*WHAT TO DO*
Copy every one of the following records word for word, keeping each line unchanged.

____ RECORDS PROVIDED

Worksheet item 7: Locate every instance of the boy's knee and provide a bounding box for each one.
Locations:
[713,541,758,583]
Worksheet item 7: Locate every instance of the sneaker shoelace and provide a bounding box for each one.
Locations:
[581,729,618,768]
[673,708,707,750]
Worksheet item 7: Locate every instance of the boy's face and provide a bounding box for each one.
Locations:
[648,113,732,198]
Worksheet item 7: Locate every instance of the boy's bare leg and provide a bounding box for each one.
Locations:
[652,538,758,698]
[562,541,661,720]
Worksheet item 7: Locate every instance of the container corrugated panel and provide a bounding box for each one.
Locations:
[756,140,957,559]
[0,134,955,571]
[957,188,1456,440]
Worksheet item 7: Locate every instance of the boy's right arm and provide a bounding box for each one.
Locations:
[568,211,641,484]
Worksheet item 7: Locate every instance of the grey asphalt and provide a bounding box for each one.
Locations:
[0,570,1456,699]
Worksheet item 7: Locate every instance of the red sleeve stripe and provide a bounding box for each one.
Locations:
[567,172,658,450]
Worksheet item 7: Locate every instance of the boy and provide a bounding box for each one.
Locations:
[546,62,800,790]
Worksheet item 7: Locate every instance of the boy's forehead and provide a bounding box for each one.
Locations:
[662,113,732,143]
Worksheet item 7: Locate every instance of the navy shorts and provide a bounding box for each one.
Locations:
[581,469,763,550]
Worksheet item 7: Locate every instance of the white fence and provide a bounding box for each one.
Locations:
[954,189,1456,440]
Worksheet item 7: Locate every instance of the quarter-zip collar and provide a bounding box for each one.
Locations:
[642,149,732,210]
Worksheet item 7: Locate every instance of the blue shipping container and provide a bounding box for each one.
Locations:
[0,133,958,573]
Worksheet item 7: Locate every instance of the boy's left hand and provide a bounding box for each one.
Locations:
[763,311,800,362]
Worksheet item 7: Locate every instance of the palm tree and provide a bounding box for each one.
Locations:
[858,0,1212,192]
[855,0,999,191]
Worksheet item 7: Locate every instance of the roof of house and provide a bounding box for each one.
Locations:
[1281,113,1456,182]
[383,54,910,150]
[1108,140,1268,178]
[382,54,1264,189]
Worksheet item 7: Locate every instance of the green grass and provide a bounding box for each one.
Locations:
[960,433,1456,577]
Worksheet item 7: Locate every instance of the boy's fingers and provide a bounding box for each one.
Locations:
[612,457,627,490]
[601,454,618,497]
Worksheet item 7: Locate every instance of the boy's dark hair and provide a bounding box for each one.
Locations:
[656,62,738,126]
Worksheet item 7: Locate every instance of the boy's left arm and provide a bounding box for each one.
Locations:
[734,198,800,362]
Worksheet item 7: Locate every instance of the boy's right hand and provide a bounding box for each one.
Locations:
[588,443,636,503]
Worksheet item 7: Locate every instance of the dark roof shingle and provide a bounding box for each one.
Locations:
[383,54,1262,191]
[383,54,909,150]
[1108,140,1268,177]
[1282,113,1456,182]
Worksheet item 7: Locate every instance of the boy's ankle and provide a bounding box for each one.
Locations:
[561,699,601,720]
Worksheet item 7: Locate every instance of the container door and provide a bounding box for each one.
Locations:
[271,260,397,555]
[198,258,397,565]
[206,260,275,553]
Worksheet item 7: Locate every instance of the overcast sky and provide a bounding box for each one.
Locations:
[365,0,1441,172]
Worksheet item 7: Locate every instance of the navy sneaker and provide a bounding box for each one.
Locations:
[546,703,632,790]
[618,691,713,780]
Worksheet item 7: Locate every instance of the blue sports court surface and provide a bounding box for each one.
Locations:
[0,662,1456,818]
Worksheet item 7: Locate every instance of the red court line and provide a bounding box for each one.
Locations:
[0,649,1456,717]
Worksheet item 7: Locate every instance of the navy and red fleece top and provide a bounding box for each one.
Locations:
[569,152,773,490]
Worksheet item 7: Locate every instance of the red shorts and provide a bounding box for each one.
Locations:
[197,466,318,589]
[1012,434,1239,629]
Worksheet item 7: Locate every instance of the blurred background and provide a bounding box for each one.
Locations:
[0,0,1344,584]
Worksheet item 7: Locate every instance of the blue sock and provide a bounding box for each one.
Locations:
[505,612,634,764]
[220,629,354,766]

________

*THE ANSWER*
Worksheet item 7: Locate every instance of the boy's knee and provide a bounding box for each one.
Locations:
[713,541,758,583]
Worksheet item 7: Locate every instance of the sneaker shoelace and provide a bounding box for each one.
Locations:
[581,729,618,768]
[673,708,707,750]
Worksheet item 7: Locate every instance of the boy's face and provide a bounding box for each one.
Locations:
[648,113,732,198]
Worksheet item 7: Locate every instance of the boy's bare leg and provide a bounding box for each one.
Locations:
[652,538,758,698]
[562,541,661,720]
Worksheet item 7: Locate every instance of the container corrugated panel and provide a bounding box for each one.
Locations:
[756,140,957,559]
[0,134,955,571]
[957,188,1456,440]
Worksheet item 7: Locate every instance of the boy's right arm and provide a bounding box for each one.
Locations:
[568,211,641,484]
Worksheet item 7: Locate every instance of the grey asphalt and provide a bounding box for each one.
Locations:
[0,570,1456,699]
Worksheet item 7: Locate every instance of the red sleeve stripe and provide a bounding box for each one.
Locations:
[567,172,658,450]
Worksheet item 7: Locate every instance of the boy and provide a bounding box for each one.
Locations:
[546,62,800,790]
Worksheet item 7: Locate every instance of the boy's forehead and provide a bounding box for each one.
Locations:
[662,113,732,143]
Worksheet item 7: Locate every instance of the navy shorts and provide a bounding box for each one.
Locations:
[581,469,763,550]
Worksheet item 7: Locate every instance of the white fence and provide a bounding box for each one.
Locations:
[954,189,1456,440]
Worksheet item 7: Locate every instance of the quarter-zip collar and provide a bounding box for each one.
Locations:
[642,149,732,210]
Worksheet item 7: Locate every instance of the blue shipping container and provide a bounding box for each one.
Locations:
[0,133,958,573]
Worksheet item 7: Locate every instance of the boy's left hand and provide a bounding box for each one.
Locations:
[763,311,800,362]
Worksheet item 7: Locate every instance of the palm tree and provide a bounding box for each one.
Locations:
[858,0,1212,192]
[855,0,999,191]
Worksheet item 7: Locate every instance of the roof of house and provide a bounding box for each one.
Locations:
[1281,113,1456,182]
[383,54,910,150]
[1108,140,1268,178]
[382,54,1264,189]
Worksheet item 7: Locate every instance of the green grass and provide a bounding box for each one.
Locations:
[960,433,1456,577]
Worksheet item 7: Locate every instance of the boy's fingers and provide a bounding box for each one.
Locations:
[612,457,627,490]
[601,454,618,497]
Worksheet item 7: Locate every instance of the boy's dark hair and provide a bounding box for each one.
Locations:
[656,62,738,126]
Worksheet item 7: Locate every instance of the boy's left arm and provide a bounding box for each one.
Locations:
[734,198,800,362]
Worksheet item 7: Locate every instance of the boy's right hand and provide a bounding box for each one.
Locations:
[588,443,636,503]
Worksheet item 7: Locate every instance of the dark roof shingle and provide a bounding box for each one.
Locations:
[383,54,1262,191]
[383,54,909,150]
[1108,140,1268,177]
[1282,113,1456,182]
Worksheet item 7: Locate every instance of the boy's ankle and provide a bounding box for each one.
Locations:
[561,699,601,720]
Worksheet item 7: Locate every instance of the container door and provide a bounding box for each one.
Locations:
[271,260,397,555]
[198,258,397,565]
[206,260,275,553]
Worksheet item 7: Locate every instance of the overcast sky and provide a bounding box for each one.
Locations:
[365,0,1441,172]
Worksheet item 7: Locate every instance of the navy sneaker and provide a bounding box for each one.
Locations:
[546,703,632,790]
[618,691,713,780]
Worksheet item 7: Locate every instance of the blue sports court surface and provide a bounding box for each one.
Locations:
[0,662,1456,818]
Worksheet item 7: Locate every instance of the red court line and provide a bounding box for each one.
Locations:
[0,649,1456,717]
Worksheet item 7: Locate every instance of the navy and red fleece top and provide a bounding box for each one.
Locations:
[569,152,773,490]
Worksheet item 7: Locate every instance of the red shorts and provide a bounding box for each one.
Locations:
[197,466,318,589]
[1012,434,1239,629]
Worksheet item 7: Locate every instance of the blurred background and provide a bounding box for each one.
Locations:
[0,0,1344,584]
Worksheet item 7: Locate every instance of the blue sock and provide a bounding box for each one.
Locations:
[505,612,634,764]
[220,629,354,766]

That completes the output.